● **Exercise input**
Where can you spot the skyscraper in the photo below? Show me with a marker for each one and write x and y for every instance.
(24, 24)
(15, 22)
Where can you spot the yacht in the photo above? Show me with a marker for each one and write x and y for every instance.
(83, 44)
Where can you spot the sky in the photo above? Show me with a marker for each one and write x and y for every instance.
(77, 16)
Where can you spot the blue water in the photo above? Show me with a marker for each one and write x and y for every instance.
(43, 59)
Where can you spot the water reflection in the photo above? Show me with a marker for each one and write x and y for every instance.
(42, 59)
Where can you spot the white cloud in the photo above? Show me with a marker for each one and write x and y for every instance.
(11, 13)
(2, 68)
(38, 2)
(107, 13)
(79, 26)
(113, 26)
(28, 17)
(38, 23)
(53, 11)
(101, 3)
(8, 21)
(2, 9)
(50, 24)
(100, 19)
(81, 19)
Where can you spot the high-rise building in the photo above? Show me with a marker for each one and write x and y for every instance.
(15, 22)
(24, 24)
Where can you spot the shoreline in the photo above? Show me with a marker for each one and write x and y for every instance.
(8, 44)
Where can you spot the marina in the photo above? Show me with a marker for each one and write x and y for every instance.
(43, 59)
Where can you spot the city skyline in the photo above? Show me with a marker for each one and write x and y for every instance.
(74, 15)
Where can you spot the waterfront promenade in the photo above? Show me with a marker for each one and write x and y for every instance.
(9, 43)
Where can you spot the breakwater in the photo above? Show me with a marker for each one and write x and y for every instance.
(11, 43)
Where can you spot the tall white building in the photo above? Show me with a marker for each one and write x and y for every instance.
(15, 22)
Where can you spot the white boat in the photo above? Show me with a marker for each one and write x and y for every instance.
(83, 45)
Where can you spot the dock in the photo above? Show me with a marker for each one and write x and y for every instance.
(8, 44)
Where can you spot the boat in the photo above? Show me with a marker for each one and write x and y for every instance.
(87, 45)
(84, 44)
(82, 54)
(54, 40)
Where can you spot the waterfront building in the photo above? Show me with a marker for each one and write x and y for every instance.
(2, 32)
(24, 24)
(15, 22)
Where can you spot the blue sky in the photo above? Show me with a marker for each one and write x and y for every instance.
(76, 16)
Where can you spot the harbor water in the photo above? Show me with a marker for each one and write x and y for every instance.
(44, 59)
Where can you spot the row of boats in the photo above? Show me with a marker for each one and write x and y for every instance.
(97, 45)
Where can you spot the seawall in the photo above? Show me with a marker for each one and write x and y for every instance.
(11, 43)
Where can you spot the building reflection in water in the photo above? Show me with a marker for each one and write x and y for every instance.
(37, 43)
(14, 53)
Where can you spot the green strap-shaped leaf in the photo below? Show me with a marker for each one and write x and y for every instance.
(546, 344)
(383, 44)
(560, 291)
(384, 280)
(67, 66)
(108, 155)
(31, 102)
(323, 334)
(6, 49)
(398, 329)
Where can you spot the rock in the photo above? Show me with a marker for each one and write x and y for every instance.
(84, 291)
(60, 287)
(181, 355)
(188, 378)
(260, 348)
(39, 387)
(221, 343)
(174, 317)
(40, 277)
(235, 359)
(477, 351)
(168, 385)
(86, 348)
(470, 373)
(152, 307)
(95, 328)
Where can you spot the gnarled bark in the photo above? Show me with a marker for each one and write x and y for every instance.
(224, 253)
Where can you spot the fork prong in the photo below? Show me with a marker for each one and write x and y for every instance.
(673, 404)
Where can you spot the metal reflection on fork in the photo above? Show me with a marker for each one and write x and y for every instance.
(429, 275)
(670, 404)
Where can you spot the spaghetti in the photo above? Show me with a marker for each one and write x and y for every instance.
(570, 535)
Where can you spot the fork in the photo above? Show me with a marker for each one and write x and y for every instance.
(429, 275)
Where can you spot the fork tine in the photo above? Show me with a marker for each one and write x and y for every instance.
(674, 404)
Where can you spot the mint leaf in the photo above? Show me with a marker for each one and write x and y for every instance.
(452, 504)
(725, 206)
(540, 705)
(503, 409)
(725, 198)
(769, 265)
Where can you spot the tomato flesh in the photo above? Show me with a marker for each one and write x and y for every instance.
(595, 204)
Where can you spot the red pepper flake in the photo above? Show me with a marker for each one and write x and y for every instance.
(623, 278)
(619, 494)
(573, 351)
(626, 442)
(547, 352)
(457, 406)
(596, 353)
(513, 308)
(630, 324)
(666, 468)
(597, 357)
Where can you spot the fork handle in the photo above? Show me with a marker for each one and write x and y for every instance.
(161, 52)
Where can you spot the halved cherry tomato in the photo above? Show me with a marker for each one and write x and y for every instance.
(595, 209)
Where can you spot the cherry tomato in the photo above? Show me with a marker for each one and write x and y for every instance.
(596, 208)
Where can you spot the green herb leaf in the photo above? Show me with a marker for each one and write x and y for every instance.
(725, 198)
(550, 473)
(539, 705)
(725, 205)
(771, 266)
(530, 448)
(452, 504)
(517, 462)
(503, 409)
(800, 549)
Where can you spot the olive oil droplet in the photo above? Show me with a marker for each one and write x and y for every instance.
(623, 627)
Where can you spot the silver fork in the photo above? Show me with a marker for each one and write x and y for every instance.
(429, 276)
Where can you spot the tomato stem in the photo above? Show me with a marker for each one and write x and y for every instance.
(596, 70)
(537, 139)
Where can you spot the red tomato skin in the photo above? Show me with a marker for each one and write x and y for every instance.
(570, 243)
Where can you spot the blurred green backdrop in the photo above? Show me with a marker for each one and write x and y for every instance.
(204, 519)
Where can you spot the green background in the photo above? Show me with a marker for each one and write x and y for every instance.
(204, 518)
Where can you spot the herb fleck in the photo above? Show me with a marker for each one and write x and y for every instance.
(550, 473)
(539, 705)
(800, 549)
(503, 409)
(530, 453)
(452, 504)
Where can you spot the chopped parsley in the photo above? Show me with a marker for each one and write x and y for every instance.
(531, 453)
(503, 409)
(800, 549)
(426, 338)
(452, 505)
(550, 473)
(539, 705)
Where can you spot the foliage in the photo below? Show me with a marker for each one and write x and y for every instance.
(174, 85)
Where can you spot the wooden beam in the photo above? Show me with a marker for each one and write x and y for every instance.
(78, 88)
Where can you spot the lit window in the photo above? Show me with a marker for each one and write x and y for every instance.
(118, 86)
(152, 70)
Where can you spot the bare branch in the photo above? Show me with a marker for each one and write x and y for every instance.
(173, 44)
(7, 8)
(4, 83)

● **Short task**
Reproduce all of the entries above word for word, line by line, with nothing changed.

● **Result of this task**
Where can you spot the skyscraper in the photo below? Show me with a marker for each one and write x and y for every instance.
(24, 24)
(15, 22)
Where can you spot the yacht in the photo above? Show me with a marker for each one and write x and y for every instance.
(83, 44)
Where can you spot the sky in the photo above? Show me with a marker for each one and write x and y for every instance.
(77, 16)
Where can you spot the blue water in the photo above? Show me with a marker for each one and write x and y for every instance.
(43, 59)
Where can you spot the water reflection in the photo above? Show me with a marker for each one and write x and y for every instance.
(42, 59)
Where can you spot the white cloud in the photo above? Show me with a marker for each one and write x and y for every instance.
(11, 13)
(2, 68)
(38, 2)
(107, 13)
(79, 26)
(113, 26)
(28, 17)
(38, 23)
(53, 11)
(101, 3)
(8, 21)
(2, 9)
(50, 24)
(100, 19)
(81, 19)
Where can you spot the high-rise building in the photo above? Show me with a marker for each one and write x and y for every instance.
(15, 22)
(24, 24)
Where can you spot the shoreline in the photo above? Show me with a marker for each one and write x and y for every instance.
(8, 44)
Where can you spot the marina in the photo above? Show me with a marker for each one and write x and y for every instance.
(43, 59)
Where can you spot the city skyline in the photo above? Show me with a marker for each one and write x and y for every instance.
(74, 15)
Where can you spot the waterfront promenade in the photo above? Show me with a marker for each one and write x and y for every instance.
(9, 43)
Where can you spot the breakwater in the photo above? Show me with a marker for each one and write x and y for every instance.
(11, 43)
Where can you spot the tall white building in the photo above? Show me with a marker for each one and write x and y for every instance.
(15, 22)
Where can you spot the white boat in the photo above? Show me with a marker for each one and write x and y for every instance.
(83, 45)
Where can you spot the dock in the photo above? Show me with a marker for each one and write x and y for every instance.
(8, 44)
Where can you spot the boat in the photo above? Show me with a marker for each one and write x and y for every instance.
(87, 45)
(84, 44)
(82, 54)
(54, 40)
Where can you spot the waterfront building in the photo above? Show me with a marker for each one and write x and y for every instance.
(2, 32)
(24, 24)
(15, 22)
Where can you spot the blue sky in the photo above? Show me with a marker for each one and write x and y for every instance.
(76, 16)
Where can you spot the harbor water in the photo above? Show me with a marker for each one and write x and y for every instance.
(44, 59)
Where can you spot the row of boats in the photo above? Show me with a marker for each one and write x and y for every instance.
(97, 45)
Where can you spot the seawall in the photo above? Show me with a marker for each one and write x and y for every instance.
(11, 43)
Where can you spot the building reflection in water in the photo above? Show me with a marker for each one and write x and y for every instance.
(37, 43)
(14, 53)
Where can you spot the green strap-shaped leaf in the photo below? Show me with a marker for each one and write x and y for every instance.
(546, 344)
(383, 44)
(560, 291)
(384, 280)
(67, 66)
(108, 155)
(31, 102)
(323, 334)
(6, 49)
(398, 329)
Where can you spot the rock in the photo above? Show me with a marker for each one and write x and y for every instance.
(84, 291)
(60, 287)
(181, 355)
(188, 378)
(260, 348)
(39, 387)
(221, 343)
(174, 317)
(40, 277)
(235, 359)
(477, 351)
(168, 385)
(86, 348)
(470, 373)
(152, 307)
(95, 328)
Where can you spot the gnarled bark in the photo above? Show me with a marker for each one and write x and y for every instance.
(224, 253)
Where can you spot the fork prong in the photo below? Show me with a marker for each one and write x and y for every instance.
(673, 404)
Where can you spot the metal reflection on fork in the photo above? Show me with a marker for each one and write x and y for every instance.
(429, 275)
(670, 404)
Where can you spot the spaghetti in the photo above? Show me with a marker for each one and write x and y for every instance.
(570, 535)
Where can you spot the fork in the photo above? Show me with a marker for each one and write x and y for every instance.
(429, 275)
Where can you spot the fork tine in the photo above? Show me with a marker for each one and write x and y for every instance.
(674, 404)
Where can you spot the mint leaf in the photo above? Show me with a marker for each one and write x and y for every instance.
(452, 504)
(725, 206)
(540, 705)
(503, 409)
(725, 198)
(769, 265)
Where can you spot the tomato flesh in the photo above? Show me with a marker for each one and write x and y for every instance.
(595, 204)
Where can you spot the red pepper flake in the photo above? Show me with a marker for each one and write x and y for every instance.
(623, 278)
(619, 494)
(573, 351)
(626, 442)
(547, 352)
(457, 406)
(596, 353)
(513, 308)
(630, 324)
(666, 468)
(597, 357)
Where can you spot the fork handle in the photo above? Show me with a marker for each one and write x and y for every instance.
(161, 52)
Where can you spot the halved cherry tomato in the photo above? Show me with a marker for each one and write x and y for every instance.
(595, 209)
Where can you spot the cherry tomato in the photo above? Show me with a marker for each one and write x and y for every instance.
(596, 208)
Where can you spot the green herb leaf in the photo above? Show me with a marker for each one and write x and y for every instance.
(725, 198)
(550, 473)
(539, 705)
(725, 205)
(771, 266)
(530, 448)
(452, 504)
(517, 462)
(503, 409)
(800, 549)
Where can you spot the olive oil droplet in the photo above? Show me with a marker for each one and write x and y for every instance.
(623, 627)
Where can you spot the silver fork in the photo above? Show me with a marker for each one and write x and y for every instance.
(429, 276)
Where can you spot the tomato stem in the photo above? Show me with a marker for each one and write x and y for every instance.
(596, 70)
(537, 139)
Where can you spot the red tomato skin in the photo above? Show me with a marker for each one and write x and y for every instance.
(570, 243)
Where can you spot the blurred green backdrop in the photo above? Show me with a marker for each one and write x and y for every instance.
(204, 519)
Where can you spot the green background in the photo above? Show me with a marker for each one and write x and y for every instance.
(204, 518)
Where can you spot the herb fleck in the photo above? Show me with a marker for each one and write x and y for every instance.
(550, 473)
(539, 705)
(800, 549)
(503, 409)
(530, 453)
(452, 504)
Where can you spot the chopped parsley in the photo above? Show me with a marker for each one and write x and y for every instance.
(531, 453)
(503, 409)
(800, 549)
(426, 338)
(452, 505)
(550, 473)
(539, 705)
Where can you spot the foliage in the photo below? Show me with a marker for each one and write x and y for every instance.
(174, 85)
Where can you spot the wooden beam in the photo above? Show me with a marker for each one and write x and y for every instance.
(78, 88)
Where can you spot the lit window in the photo above? Show me with a marker for each one and write x and y for every instance.
(118, 86)
(152, 70)
Where can you spot the bare branch in the photo above? Show me with a marker for each one and write x and y for every instance.
(173, 44)
(7, 8)
(4, 83)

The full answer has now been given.